Extract provided
- - -
BBC Radio 4 Programme - A Portrait Of..... Juliet Stevenson
8 November 2017
Thursday 9th November - 11.30am, BBC Radio 4 - Fiona's painted the wonderful actress Juliet Stevenson. You can hear her doing it. Yes, not watch, hear. BBC Radio 4 commissioned Fiona, whose last two portraits were hung in the National Portrait Gallery, to paint Juliet. No cameras. Just sound and uncluttered by TV - it's more than a painting. As the portrait takes shape, so do the deeper feelings of painter and sitter. The result is a masterpiece. Don't miss it.
The BBC also want to hear what you think of the series. The person who commissioned the idea, Gwyneth Williams, would love to hear your comments - firstname.lastname@example.org.
- - -
Provided records
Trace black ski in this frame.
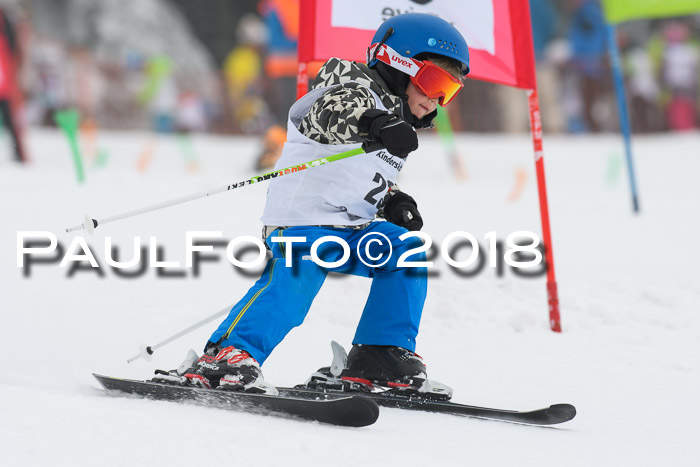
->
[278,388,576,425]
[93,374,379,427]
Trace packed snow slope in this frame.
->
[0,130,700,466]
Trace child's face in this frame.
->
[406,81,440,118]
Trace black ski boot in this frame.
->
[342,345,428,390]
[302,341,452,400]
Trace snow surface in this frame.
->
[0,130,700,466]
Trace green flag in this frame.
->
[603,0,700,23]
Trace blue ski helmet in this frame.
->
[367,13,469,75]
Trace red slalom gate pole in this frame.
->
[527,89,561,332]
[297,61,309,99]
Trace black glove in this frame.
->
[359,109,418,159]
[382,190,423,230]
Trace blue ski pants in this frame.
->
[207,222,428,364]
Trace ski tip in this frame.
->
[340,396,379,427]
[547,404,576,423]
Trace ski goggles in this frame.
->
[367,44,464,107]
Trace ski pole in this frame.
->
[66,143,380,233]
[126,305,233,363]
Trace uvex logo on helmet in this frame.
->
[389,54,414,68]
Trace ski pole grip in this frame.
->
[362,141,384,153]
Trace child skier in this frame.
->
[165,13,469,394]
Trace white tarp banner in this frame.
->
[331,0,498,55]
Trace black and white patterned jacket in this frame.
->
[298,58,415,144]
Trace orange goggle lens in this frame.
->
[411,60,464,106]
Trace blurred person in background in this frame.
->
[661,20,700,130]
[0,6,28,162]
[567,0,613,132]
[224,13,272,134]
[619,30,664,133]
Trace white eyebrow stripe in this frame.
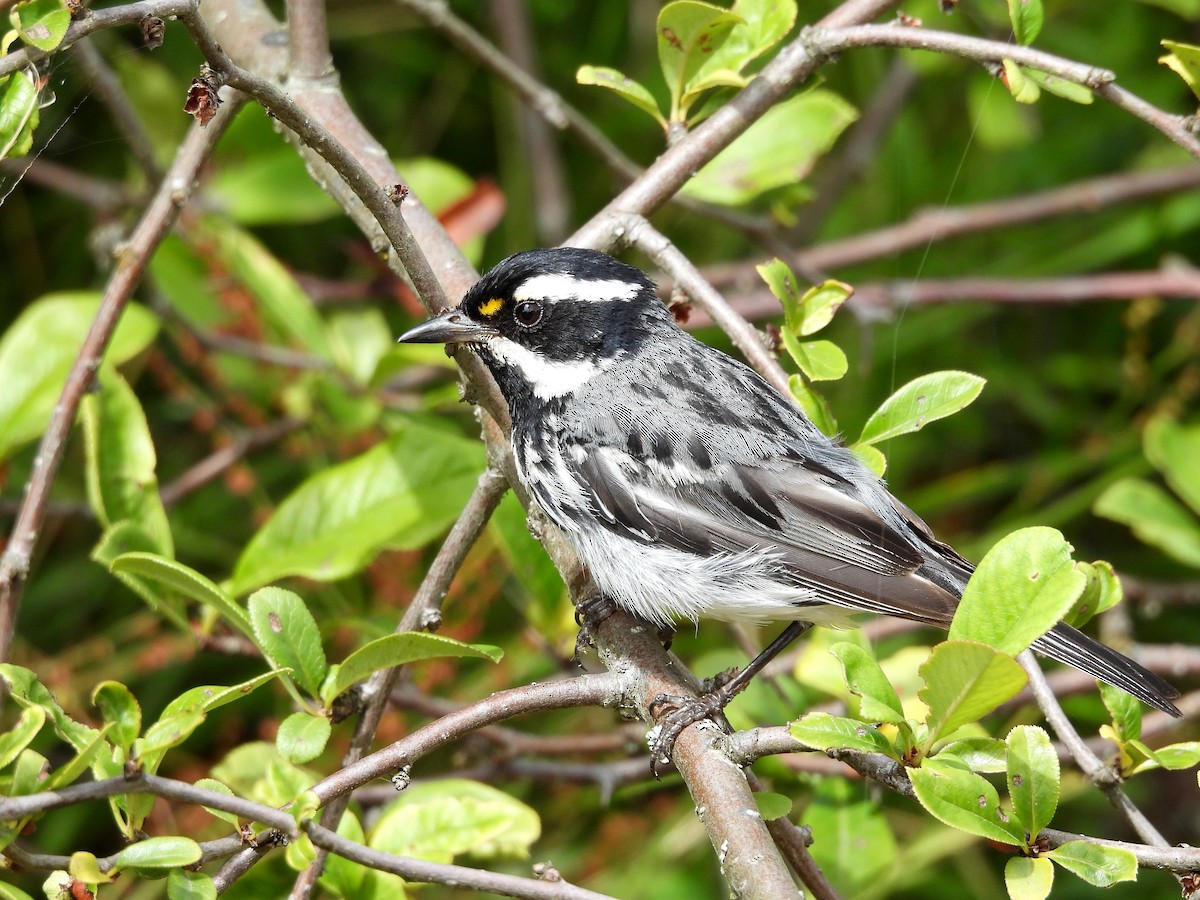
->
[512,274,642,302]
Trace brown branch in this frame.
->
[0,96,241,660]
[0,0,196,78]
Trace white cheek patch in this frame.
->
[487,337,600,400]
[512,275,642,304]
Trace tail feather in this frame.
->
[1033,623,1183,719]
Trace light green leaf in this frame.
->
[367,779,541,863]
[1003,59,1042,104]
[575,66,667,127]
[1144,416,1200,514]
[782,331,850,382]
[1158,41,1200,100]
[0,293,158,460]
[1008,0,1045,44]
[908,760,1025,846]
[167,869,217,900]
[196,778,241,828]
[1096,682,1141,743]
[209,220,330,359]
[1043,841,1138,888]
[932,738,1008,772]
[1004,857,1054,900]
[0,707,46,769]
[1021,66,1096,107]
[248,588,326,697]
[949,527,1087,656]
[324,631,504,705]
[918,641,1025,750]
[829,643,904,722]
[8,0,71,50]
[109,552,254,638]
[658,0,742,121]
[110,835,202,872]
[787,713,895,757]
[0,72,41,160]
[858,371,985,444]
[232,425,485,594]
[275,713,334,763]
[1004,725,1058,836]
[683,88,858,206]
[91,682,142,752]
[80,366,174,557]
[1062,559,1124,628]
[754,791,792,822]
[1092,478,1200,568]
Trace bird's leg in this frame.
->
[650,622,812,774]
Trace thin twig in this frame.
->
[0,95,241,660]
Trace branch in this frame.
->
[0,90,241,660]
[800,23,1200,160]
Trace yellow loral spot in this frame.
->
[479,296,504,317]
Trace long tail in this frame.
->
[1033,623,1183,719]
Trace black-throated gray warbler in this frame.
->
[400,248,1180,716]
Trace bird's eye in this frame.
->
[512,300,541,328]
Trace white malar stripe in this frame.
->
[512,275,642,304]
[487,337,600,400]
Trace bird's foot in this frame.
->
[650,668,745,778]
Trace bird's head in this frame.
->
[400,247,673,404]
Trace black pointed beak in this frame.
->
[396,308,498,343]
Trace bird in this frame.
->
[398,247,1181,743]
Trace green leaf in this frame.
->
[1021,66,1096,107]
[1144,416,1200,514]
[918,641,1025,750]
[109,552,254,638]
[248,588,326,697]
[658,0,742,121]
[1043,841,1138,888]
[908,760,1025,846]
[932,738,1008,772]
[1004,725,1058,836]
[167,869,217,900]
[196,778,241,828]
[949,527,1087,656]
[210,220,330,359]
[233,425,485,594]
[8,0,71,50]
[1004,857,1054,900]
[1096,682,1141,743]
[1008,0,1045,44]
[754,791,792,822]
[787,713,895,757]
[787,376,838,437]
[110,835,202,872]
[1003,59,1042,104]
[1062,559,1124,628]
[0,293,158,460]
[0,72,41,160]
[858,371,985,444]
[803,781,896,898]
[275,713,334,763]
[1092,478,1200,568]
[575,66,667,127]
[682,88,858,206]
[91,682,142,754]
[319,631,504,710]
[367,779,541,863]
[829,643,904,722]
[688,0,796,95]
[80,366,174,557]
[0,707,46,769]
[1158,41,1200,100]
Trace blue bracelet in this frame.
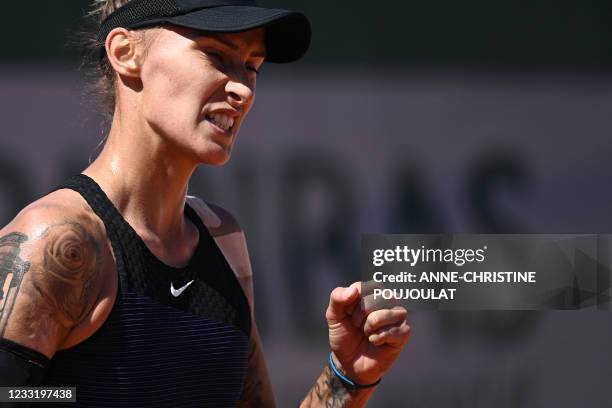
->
- - -
Exercise 1
In the listing, could you write out every line again, requests included, from its first line to the line with "[411,60,464,106]", while offsetting each coordinate in the answers by adding 140? Leave the pictures out.
Exercise 2
How would you proceed with the piece about the Radio 4 portrait of Juliet Stevenson from the point where it stops?
The text and the listing have nothing to do with each other.

Final answer 1
Trace black ski in this frame.
->
[418,528,716,565]
[233,514,519,567]
Trace packed snow slope in this frame.
->
[140,270,840,606]
Trace child's face in this frame.
->
[546,221,580,258]
Trace black ski boot in this frame.
->
[482,485,568,530]
[442,481,592,540]
Trace snow surface in this frame.
->
[140,270,840,606]
Trace green flag in this frame.
->
[743,140,840,163]
Trace blue ski helmet in this frame.
->
[507,153,609,215]
Trace red slalom gate pole in this frame.
->
[667,229,701,472]
[437,201,449,239]
Trace black glove in this frame.
->
[499,249,558,299]
[522,330,563,370]
Trace blue ski pants in this frame.
->
[347,362,568,504]
Trace ski tip in this frame.
->
[480,536,519,567]
[687,544,716,563]
Trace ski goggles in this frame.
->
[507,184,604,247]
Trace ski pole in this frame.
->
[206,283,520,373]
[266,445,373,503]
Trace uvex logo on helmet in this frame.
->
[529,194,554,208]
Trace ski pole grip in this frame.
->
[502,281,524,293]
Trace child skier in this frame.
->
[305,153,609,534]
Trace white tarp banner in this frame.
->
[471,140,638,195]
Trace black and white patterned jacket in this frame.
->
[438,198,555,284]
Trace orange goggle lens in this frame.
->
[551,200,604,246]

Final answer 2
BBC Radio 4 Programme - A Portrait Of..... Danielle de Niese
31 October 2017
Thursday 2nd November - 11.30am, BBC Radio 4 - My portrait of Danielle de Niese snooped upon by the BBC then broadcast. A powerful and sometime deeply moving moment of creation for both of us. Papers said it's the hit of the day. The producers say it's the most natural broadcaster talking to a genius. It all came together on 2 November. I'm painting the genius, Danielle de Niese the girl the New York Times calls the coolest soprano in opera. It is a powerful friendship. BBC Radio listened in. Me and Danny at Glyndebourne. "30 minutes of bliss says Pier Production’s Chief, Peter Hoare. 30 minutes of magic - and quite a few tears. Unforgettable."
Listen on 2 November (BBC Radio 4 11.30am) otherwise catch up on iPlayer
BBC Radio 4 Programme - A Portrait Of..... Ed Watson
25 October 2017
Thursday 26th October - 11.30am, BBC Radio 4 - Listening in as artist Fiona Graham-Mackay paints Edward Watson, principal dancer with the Royal Ballet, following the progress of the work and hearing the interaction between the sitter and painter. The conversation covers how Watson overcame his self-doubt, being an introverted performer, and those lonely moments on stage in front of an audience.
1 September 2015
Painters have always been drawn to the exotic, the unusual, the play of light that makes Venice so attractive. It’s hard not to fall into cliches here.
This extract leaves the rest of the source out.